◆ Input for this task ◆

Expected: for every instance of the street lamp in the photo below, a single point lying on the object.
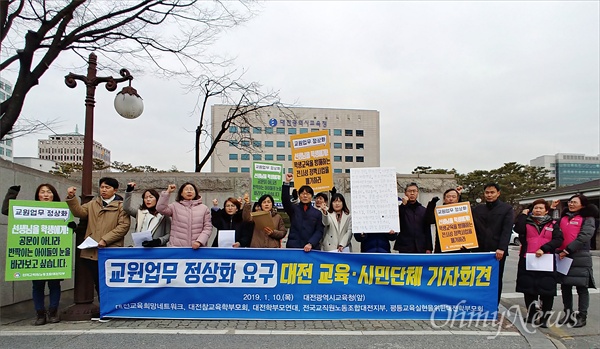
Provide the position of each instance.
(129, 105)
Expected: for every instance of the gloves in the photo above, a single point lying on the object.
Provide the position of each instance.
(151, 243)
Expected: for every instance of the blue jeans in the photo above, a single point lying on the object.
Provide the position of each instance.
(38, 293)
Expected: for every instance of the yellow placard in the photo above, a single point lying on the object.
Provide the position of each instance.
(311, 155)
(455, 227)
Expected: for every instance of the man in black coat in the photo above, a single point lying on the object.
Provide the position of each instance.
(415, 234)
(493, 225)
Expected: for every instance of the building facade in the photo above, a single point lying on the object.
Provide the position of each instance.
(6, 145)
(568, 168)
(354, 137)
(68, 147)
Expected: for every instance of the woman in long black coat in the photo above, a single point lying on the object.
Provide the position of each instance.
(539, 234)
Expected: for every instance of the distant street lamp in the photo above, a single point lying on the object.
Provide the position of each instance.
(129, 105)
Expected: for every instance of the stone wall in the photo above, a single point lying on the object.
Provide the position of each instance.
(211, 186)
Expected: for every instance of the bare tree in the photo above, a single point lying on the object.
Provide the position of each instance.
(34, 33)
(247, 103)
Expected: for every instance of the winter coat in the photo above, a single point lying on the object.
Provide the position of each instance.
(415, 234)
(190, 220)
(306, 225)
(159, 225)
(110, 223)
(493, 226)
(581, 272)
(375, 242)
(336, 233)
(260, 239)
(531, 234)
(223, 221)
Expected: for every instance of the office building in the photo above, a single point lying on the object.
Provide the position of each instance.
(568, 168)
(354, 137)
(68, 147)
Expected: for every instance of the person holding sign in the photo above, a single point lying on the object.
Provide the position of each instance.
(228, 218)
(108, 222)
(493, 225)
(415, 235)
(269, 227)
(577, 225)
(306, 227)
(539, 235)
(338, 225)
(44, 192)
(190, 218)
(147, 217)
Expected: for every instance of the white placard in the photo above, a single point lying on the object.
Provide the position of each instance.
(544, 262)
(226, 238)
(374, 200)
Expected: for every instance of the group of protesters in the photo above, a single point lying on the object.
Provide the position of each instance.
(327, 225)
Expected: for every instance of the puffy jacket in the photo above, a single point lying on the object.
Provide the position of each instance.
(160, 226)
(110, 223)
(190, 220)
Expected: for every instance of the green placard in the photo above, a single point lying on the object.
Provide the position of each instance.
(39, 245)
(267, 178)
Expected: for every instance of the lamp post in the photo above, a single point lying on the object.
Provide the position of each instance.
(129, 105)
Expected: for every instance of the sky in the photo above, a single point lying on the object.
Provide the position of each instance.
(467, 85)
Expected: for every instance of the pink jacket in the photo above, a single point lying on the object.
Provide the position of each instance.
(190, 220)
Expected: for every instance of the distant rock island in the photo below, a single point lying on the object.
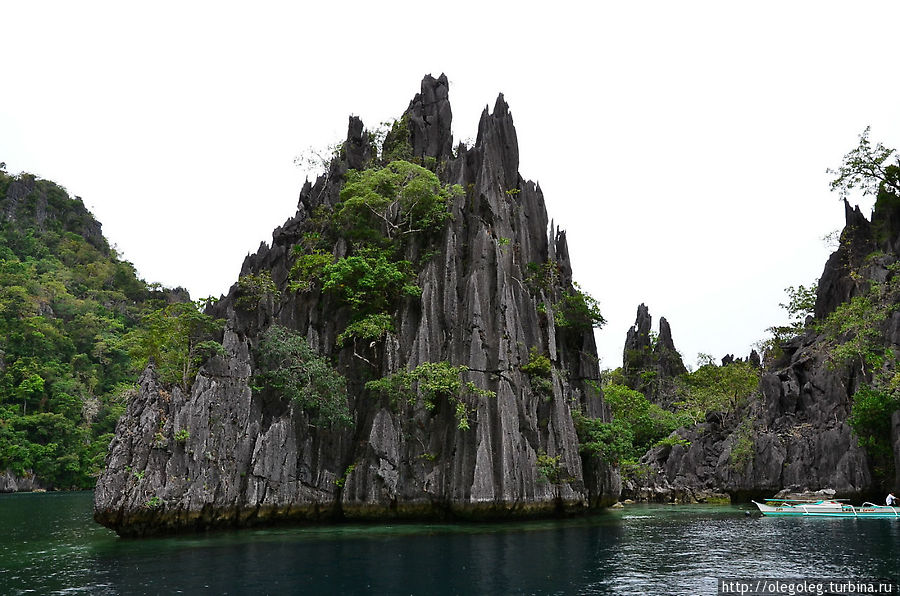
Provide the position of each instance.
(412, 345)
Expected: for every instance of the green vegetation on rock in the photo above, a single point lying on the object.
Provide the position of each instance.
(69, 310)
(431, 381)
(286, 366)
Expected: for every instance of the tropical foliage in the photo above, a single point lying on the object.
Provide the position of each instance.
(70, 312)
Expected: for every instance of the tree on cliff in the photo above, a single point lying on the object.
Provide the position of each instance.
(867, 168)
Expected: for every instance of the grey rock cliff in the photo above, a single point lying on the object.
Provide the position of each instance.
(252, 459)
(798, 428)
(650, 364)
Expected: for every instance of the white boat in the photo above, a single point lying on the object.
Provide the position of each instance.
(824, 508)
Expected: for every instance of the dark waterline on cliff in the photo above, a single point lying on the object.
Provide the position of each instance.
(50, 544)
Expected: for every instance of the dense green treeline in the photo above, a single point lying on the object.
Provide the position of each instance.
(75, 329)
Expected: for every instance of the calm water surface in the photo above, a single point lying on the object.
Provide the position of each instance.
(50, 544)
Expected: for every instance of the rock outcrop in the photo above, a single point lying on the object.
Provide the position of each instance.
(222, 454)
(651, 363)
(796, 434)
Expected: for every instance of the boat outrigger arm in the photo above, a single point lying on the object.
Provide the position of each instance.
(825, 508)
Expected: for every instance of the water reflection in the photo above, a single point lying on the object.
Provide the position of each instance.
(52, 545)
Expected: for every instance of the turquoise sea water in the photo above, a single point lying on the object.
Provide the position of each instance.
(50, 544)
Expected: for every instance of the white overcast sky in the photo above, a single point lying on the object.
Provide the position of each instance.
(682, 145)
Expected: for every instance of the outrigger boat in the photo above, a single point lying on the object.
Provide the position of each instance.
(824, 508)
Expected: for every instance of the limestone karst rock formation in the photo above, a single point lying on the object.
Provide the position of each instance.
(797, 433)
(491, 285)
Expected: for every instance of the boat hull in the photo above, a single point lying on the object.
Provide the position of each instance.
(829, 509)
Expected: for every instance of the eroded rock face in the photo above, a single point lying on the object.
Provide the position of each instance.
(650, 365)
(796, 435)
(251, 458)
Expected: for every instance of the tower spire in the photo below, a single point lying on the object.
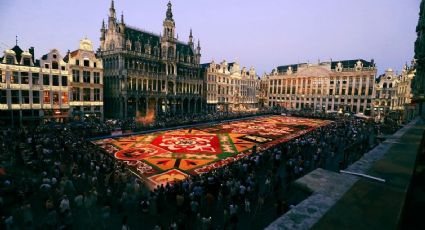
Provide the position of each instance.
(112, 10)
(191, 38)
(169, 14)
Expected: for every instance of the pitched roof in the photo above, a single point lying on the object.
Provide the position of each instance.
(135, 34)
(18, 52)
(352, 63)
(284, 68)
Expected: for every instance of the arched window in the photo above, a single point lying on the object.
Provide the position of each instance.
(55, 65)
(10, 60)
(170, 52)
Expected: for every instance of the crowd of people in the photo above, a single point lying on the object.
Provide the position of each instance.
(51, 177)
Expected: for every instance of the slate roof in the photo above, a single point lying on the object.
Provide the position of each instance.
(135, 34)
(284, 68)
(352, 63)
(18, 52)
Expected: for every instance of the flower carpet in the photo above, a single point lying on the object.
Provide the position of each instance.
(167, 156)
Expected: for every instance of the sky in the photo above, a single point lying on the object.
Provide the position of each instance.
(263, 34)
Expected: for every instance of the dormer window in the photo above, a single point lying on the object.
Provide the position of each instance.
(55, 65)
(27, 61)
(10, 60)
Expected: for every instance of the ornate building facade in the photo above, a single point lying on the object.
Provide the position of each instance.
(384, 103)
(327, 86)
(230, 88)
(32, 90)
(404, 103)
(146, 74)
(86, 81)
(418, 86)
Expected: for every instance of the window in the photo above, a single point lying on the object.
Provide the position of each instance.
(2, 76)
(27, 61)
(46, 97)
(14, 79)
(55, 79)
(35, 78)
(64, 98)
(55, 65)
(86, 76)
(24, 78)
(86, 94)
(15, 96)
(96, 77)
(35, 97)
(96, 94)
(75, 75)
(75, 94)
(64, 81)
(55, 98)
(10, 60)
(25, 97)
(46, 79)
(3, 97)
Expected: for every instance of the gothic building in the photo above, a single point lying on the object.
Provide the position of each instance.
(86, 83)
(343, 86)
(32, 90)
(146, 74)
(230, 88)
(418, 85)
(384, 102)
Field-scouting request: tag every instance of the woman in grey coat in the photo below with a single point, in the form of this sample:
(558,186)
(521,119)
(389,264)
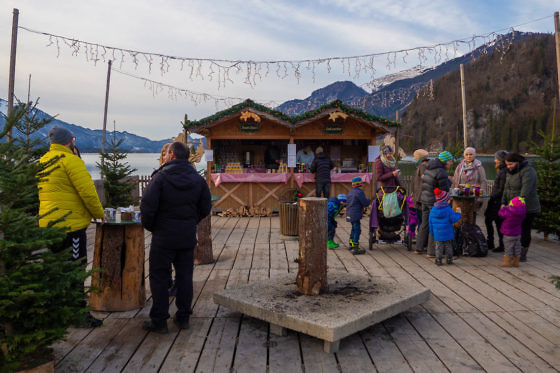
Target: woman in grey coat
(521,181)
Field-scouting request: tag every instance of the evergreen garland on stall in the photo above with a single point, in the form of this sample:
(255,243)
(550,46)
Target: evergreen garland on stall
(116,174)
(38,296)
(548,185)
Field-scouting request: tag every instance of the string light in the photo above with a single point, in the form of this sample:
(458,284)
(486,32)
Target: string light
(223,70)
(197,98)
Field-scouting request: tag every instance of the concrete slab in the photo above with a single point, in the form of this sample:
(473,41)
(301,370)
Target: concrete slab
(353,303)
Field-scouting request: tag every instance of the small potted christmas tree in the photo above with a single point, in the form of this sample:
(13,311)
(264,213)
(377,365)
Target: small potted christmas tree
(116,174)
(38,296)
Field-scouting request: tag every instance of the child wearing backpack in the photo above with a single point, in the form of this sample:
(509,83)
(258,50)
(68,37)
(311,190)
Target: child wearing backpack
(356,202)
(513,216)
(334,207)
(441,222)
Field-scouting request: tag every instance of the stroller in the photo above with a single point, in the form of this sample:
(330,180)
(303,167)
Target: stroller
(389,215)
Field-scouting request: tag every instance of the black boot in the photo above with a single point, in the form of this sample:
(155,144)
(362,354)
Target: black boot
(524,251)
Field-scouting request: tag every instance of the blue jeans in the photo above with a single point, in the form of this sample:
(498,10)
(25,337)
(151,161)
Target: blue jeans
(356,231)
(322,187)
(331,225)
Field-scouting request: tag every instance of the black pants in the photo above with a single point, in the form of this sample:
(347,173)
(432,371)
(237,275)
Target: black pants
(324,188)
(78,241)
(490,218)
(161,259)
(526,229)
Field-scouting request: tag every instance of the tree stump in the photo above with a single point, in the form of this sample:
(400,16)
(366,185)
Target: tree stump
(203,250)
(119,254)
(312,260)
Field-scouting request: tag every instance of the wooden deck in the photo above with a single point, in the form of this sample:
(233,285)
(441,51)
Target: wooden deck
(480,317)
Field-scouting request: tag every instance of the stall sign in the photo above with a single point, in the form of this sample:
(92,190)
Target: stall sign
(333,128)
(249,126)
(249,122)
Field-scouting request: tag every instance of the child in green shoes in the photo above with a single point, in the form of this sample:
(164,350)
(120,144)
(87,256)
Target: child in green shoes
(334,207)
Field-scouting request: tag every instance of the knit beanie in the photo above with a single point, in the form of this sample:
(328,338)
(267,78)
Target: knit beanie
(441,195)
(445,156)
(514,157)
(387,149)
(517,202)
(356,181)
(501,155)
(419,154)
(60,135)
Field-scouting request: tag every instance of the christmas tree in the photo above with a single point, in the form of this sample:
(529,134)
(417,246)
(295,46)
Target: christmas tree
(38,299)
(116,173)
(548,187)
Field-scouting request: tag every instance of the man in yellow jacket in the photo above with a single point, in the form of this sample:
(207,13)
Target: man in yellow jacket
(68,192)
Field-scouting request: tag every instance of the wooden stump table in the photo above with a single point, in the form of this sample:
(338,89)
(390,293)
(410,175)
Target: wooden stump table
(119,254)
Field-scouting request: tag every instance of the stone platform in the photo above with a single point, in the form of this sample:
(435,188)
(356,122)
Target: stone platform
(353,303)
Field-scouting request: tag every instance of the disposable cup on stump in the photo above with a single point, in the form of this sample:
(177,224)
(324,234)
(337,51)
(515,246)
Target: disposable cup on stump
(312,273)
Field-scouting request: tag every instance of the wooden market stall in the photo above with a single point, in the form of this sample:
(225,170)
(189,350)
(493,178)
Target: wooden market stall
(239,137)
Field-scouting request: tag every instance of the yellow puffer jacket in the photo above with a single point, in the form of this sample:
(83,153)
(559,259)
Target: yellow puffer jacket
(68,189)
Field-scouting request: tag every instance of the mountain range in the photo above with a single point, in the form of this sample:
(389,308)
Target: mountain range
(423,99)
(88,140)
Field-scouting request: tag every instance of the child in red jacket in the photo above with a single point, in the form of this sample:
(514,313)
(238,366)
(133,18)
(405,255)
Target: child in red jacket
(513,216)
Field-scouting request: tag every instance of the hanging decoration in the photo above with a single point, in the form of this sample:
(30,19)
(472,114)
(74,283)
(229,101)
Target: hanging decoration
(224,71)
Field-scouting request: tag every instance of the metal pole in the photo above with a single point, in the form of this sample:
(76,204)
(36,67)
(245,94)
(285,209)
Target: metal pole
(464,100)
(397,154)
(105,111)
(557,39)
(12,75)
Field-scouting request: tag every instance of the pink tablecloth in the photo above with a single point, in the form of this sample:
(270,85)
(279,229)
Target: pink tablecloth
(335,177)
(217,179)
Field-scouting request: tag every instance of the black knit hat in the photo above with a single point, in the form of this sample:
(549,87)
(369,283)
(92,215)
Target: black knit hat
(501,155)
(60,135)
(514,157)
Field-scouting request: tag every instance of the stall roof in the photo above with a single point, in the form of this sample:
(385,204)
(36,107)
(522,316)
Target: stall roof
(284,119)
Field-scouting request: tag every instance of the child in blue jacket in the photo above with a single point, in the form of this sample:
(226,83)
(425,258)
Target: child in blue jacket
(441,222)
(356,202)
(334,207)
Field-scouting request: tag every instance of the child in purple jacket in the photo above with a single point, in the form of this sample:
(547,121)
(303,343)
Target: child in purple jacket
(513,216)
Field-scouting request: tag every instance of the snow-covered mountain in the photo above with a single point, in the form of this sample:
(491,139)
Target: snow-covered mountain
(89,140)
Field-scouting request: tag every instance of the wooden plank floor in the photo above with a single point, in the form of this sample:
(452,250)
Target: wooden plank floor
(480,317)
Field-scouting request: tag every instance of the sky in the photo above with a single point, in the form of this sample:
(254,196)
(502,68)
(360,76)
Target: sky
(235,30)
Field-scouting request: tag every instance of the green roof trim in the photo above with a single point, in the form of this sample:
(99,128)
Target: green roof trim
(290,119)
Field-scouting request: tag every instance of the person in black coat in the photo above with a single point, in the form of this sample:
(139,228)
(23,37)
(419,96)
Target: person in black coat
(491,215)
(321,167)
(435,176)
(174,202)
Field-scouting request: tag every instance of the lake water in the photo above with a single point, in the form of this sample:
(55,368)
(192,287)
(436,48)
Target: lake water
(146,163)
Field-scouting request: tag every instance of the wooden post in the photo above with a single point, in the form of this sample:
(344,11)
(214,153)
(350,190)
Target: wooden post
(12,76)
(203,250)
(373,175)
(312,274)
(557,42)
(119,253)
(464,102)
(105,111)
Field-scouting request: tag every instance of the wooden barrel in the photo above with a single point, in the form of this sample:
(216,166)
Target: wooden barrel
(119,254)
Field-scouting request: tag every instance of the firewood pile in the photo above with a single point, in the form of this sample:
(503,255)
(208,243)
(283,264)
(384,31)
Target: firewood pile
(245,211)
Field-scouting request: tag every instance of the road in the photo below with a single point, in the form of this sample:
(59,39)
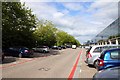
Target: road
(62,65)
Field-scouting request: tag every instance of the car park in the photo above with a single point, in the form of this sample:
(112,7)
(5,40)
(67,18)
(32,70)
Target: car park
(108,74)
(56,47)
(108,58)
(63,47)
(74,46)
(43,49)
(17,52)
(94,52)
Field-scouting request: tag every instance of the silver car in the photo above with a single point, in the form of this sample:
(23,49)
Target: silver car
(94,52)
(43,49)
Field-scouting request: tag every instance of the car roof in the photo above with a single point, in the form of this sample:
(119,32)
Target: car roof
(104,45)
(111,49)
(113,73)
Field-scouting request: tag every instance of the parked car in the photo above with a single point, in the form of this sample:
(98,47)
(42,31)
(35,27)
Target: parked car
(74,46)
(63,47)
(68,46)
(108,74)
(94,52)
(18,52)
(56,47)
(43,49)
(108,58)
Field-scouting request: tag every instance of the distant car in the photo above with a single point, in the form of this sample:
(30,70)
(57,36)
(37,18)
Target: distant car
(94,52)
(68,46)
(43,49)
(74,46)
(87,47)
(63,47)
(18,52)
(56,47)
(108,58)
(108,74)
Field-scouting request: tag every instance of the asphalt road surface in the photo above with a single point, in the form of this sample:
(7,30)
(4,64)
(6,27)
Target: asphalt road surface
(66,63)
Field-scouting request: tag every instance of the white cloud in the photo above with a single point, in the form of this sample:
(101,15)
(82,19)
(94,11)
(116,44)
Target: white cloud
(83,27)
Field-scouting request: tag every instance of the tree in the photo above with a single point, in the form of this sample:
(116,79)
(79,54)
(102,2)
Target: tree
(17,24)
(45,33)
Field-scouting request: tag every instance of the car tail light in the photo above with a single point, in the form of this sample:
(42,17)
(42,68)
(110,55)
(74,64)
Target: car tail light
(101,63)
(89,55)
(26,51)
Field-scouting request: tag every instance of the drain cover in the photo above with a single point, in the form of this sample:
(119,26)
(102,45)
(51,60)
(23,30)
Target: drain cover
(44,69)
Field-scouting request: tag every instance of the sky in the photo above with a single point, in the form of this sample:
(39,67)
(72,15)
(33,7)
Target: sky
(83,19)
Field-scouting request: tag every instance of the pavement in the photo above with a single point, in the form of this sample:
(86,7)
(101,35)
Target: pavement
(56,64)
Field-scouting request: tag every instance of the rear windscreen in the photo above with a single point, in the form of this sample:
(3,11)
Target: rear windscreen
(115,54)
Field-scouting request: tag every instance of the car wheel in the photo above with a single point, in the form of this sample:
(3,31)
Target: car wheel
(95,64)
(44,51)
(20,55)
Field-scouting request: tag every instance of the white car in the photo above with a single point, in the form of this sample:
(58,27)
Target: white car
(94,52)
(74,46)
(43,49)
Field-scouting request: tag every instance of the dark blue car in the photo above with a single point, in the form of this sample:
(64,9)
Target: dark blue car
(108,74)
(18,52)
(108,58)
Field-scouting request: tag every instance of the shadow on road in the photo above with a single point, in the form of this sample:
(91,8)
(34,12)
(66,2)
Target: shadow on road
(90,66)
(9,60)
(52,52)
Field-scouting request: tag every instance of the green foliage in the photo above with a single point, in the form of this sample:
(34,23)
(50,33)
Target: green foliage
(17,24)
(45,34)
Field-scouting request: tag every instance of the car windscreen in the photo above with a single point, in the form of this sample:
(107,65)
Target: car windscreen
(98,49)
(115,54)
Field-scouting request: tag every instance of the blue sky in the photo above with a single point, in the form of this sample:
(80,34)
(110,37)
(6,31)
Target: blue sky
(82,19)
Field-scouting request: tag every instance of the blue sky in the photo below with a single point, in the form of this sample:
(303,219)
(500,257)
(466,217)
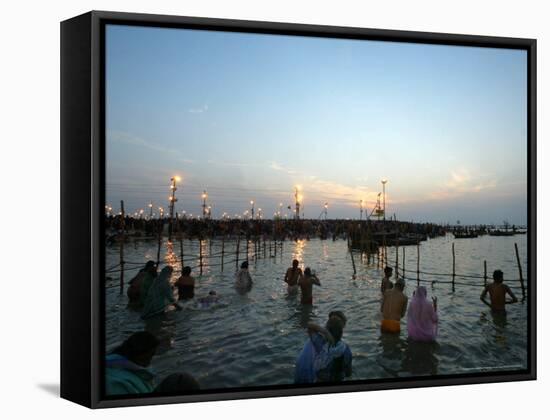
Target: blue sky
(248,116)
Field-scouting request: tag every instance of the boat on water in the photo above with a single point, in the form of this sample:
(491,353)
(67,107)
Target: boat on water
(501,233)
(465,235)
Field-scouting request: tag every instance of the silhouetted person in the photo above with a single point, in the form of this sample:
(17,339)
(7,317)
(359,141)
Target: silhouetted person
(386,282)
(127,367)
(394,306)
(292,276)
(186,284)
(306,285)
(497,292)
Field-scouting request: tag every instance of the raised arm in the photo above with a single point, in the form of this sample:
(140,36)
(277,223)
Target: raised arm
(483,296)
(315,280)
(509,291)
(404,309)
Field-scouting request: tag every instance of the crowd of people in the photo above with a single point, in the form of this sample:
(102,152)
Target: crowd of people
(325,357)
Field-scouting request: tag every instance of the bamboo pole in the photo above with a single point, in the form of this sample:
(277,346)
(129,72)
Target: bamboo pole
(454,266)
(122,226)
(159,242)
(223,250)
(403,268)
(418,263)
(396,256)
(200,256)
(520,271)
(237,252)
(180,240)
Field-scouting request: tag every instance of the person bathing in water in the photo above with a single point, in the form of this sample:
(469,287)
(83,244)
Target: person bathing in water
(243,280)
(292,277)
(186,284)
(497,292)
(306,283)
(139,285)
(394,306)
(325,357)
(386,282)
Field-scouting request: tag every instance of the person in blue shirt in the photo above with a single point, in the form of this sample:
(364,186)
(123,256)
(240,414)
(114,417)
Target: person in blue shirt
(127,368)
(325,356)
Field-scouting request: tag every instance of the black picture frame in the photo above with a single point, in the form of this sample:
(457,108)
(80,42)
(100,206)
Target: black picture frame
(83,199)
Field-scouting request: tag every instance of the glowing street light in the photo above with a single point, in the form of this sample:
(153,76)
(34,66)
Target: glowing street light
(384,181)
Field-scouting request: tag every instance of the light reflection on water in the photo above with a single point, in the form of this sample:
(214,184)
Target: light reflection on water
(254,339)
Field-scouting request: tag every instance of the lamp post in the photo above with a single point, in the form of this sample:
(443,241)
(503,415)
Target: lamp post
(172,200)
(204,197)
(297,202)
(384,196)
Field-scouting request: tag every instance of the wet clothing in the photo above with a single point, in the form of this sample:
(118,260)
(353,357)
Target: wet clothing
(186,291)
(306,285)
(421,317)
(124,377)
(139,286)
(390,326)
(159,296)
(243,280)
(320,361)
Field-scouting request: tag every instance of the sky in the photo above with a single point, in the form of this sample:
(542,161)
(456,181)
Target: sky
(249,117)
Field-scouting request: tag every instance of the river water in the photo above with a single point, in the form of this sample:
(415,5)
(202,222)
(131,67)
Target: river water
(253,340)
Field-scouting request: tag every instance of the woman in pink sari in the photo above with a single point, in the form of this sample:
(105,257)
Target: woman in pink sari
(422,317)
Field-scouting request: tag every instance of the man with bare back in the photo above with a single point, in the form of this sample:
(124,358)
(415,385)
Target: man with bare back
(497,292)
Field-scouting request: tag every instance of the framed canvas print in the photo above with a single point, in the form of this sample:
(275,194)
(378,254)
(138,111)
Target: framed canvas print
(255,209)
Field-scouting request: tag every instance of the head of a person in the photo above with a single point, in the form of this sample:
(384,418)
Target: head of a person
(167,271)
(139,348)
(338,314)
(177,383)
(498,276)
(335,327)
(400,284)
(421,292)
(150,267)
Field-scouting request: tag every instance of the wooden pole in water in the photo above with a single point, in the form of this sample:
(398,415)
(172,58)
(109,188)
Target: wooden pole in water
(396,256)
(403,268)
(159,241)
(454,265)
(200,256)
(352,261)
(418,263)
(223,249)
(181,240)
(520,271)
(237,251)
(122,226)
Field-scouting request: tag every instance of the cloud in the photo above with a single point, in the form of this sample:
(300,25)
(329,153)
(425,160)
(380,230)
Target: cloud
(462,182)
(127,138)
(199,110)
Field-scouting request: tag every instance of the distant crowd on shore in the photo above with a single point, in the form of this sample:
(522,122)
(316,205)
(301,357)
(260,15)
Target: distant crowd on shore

◆ Task instructions ◆
Find every line in the records above that holds the word "cliff", and copy each one.

◆ Reply to the exercise ◆
Expected: for every instance of the tree on cliff in the photo above, a single point lying on the object.
Expected: for every instance of the grey rock cliff in the photo above, a single point lying on the object.
Expected: for every instance of the dark waterline on cliff in the photo above, a single point lying on the object.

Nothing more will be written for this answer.